> [ASSIGNMENT] Look through the records below for the line with "Target: green artificial plant" and the line with "like [195, 116].", then return those lines and all lines between, exactly.

> [RECORDS SUPPLIED]
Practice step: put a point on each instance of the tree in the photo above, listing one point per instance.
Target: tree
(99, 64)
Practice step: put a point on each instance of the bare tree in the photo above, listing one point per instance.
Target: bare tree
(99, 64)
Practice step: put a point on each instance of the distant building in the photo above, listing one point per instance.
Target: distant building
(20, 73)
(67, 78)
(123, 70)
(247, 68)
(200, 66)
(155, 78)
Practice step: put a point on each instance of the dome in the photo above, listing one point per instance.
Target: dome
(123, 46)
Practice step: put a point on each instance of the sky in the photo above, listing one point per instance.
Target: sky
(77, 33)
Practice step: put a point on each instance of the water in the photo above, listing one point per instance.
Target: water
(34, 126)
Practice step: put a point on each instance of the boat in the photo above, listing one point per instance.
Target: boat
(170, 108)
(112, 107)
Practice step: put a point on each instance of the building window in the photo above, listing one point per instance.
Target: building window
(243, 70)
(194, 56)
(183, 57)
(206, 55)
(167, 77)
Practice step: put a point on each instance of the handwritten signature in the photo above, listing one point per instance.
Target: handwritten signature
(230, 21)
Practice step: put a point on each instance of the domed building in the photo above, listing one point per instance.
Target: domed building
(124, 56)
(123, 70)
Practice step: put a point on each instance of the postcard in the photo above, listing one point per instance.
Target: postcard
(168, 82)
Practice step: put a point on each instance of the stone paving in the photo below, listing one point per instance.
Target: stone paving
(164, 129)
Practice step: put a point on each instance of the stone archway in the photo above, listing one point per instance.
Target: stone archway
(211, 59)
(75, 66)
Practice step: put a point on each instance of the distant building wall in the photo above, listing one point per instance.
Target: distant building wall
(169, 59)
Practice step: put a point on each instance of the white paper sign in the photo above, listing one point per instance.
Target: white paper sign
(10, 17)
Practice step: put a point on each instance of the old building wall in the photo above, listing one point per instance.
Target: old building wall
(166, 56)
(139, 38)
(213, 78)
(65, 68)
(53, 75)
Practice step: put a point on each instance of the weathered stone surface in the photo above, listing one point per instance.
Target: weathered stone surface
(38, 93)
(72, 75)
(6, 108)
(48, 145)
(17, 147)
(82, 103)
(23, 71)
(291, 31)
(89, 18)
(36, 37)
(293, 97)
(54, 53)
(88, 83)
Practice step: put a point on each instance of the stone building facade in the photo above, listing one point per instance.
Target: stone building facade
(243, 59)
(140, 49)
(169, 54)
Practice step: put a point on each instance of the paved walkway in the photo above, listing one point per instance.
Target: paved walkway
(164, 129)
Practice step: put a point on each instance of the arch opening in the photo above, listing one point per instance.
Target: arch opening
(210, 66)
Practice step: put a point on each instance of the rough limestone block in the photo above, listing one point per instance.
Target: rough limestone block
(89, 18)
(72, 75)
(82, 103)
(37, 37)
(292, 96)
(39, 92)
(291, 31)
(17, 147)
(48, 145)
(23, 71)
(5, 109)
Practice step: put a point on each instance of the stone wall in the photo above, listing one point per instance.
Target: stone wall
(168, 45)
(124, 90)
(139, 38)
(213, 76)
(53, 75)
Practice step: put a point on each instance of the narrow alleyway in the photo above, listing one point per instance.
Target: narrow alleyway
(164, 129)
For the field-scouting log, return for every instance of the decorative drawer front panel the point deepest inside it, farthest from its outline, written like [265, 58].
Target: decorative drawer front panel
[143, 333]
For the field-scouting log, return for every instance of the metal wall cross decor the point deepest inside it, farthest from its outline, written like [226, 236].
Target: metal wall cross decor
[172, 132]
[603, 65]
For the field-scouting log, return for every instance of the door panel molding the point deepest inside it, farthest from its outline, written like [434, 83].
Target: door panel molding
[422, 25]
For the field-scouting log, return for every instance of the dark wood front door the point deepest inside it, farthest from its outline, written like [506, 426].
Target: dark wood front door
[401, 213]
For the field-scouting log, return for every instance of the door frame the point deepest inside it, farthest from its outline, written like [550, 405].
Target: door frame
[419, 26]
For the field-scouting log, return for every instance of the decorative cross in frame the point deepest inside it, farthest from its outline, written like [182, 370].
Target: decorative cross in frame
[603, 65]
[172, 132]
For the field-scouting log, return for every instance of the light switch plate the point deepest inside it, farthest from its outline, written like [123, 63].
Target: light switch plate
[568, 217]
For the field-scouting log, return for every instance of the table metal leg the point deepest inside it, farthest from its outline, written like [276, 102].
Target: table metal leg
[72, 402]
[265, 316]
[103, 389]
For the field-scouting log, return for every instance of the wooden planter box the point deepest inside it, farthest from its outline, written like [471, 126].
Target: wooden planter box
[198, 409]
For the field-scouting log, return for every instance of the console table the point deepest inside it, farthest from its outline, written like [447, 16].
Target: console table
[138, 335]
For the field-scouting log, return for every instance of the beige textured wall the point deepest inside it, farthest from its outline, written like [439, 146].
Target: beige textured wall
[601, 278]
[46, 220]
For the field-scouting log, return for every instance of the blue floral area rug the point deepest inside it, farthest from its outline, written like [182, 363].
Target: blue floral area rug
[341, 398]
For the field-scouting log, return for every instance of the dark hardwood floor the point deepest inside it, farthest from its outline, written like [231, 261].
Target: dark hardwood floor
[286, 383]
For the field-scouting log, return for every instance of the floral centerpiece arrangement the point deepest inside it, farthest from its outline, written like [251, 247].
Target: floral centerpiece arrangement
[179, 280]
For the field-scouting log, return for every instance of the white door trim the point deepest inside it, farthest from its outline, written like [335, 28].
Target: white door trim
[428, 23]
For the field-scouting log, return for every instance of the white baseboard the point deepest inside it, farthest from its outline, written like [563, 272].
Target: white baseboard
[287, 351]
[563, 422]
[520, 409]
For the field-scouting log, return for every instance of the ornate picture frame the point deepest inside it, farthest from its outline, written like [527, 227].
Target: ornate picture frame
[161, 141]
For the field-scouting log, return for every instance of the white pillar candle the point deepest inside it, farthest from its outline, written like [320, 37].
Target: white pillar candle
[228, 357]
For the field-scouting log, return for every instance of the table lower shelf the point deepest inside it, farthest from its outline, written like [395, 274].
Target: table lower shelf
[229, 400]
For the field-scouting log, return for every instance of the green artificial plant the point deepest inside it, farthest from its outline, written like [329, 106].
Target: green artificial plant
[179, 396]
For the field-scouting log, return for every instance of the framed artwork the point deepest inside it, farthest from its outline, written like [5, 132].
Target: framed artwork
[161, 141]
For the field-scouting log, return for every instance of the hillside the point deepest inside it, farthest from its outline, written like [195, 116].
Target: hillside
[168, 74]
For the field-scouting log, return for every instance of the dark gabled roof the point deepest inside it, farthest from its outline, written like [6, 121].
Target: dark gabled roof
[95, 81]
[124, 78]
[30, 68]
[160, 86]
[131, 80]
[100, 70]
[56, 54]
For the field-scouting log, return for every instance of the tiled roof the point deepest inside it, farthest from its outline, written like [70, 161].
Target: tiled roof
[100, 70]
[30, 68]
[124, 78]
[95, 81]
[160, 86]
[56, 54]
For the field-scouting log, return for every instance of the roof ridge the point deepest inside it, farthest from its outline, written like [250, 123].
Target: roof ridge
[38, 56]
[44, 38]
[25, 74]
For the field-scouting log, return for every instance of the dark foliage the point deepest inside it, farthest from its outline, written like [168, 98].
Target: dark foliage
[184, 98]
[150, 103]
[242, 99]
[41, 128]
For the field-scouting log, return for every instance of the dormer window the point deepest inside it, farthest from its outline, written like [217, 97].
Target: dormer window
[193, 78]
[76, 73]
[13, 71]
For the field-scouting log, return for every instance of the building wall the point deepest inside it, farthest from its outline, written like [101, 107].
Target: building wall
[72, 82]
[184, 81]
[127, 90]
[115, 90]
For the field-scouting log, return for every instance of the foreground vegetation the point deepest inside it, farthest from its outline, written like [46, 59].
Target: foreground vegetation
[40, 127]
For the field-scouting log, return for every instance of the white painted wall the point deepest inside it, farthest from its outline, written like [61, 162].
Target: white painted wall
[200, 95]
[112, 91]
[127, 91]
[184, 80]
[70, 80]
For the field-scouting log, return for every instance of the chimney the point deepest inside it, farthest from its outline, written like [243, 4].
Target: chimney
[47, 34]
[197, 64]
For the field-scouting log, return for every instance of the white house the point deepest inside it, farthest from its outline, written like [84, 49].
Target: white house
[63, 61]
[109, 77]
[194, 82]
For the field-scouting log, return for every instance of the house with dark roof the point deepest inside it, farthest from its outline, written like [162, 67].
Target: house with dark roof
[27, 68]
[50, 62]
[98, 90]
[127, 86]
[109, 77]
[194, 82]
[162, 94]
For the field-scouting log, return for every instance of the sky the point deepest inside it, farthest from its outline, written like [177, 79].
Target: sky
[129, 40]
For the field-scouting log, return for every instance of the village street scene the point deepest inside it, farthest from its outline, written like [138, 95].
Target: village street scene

> [YOUR SOLUTION]
Target: green artificial plant
[179, 396]
For the field-scouting log, return for every instance of the framed artwork the point deepest inside it, farthest from its outline, written like [5, 132].
Target: framed artwork
[161, 141]
For the field-scouting log, return for every instance of the hillside the point deepest inside it, farthest from its outline, written like [195, 116].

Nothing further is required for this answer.